— DESCRIPTION OF THE TASK —
In the health-care repeal op-ed, begin at the words that contain "Why Republicans Will" and stop after "signed this week.". Give that passage again with "insurance costs" in place of "premiums".

— SOURCE TEXT —
=== Section Start ===

Why Republicans Will Fight to Repeal Health-Care Takeover (Boehner Op-Ed in the Des Moines Register)


Washington (Mar 25) It's fitting that President Obama returns to Iowa City today to sell a skeptical public on his massive government takeover of health care.

It was here in May 2007 that President Obama promised his health-care plan would lower premiums by up to $2,500. But now the nonpartisan Congressional Budget Office (CBO) warns that premiums in the individual market will actually rise by as much as $2,100 under the law he signed this week.

That's because, with all its mandates, dictates and regulations, this government takeover of health care will make it more expensive to be a doctor when our nation is already on track to be short 40,000 physicians in 2020. This means being a patient will become more expensive: Fewer doctors and hospitals lead to higher premiums, longer wait times and reduced quality of care.

Owning a small business will become more expensive as well. That's because employers will get slugged with tens of billions in new taxes and mandates enforced by an army of new IRS employees. These proven job-killers will make it harder for Iowa's small businesses to recover from a recession that has been exacerbated by catastrophic flooding. According to a letter signed by more than 130 respected economists at institutions including the University of Iowa, the new law "contains a number of provisions that will eliminate jobs, reduce hours and wages, and limit future job creation."

=== Section End ===

Natural-language object grounding data:
=== Section Start ===

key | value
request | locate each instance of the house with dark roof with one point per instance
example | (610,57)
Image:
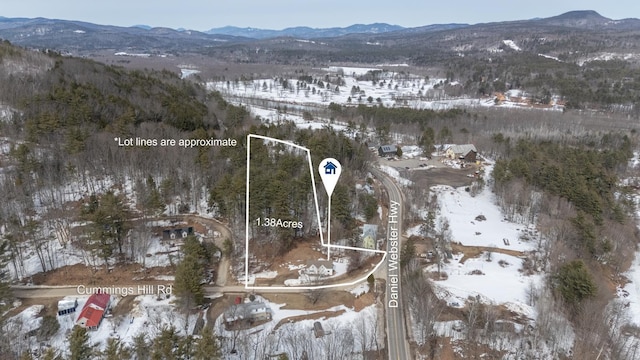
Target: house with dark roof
(466,152)
(177,232)
(319,268)
(248,312)
(330,168)
(387,150)
(93,311)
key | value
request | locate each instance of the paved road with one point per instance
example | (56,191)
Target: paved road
(398,345)
(37,291)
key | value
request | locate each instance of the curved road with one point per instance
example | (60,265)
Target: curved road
(398,345)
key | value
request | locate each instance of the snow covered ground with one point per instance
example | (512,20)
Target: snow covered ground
(395,174)
(391,89)
(494,277)
(148,317)
(462,209)
(348,331)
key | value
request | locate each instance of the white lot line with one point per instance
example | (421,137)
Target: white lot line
(315,197)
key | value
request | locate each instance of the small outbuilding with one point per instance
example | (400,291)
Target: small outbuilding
(317,329)
(387,150)
(67,306)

=== Section End ===

— SOLVED PROBLEM —
Why Republicans Will Fight to Repeal Health-Care Takeover (Boehner Op-Ed in the Des Moines Register)


Washington (Mar 25) It's fitting that President Obama returns to Iowa City today to sell a skeptical public on his massive government takeover of health care.

It was here in May 2007 that President Obama promised his health-care plan would lower insurance costs by up to $2,500. But now the nonpartisan Congressional Budget Office (CBO) warns that insurance costs in the individual market will actually rise by as much as $2,100 under the law he signed this week.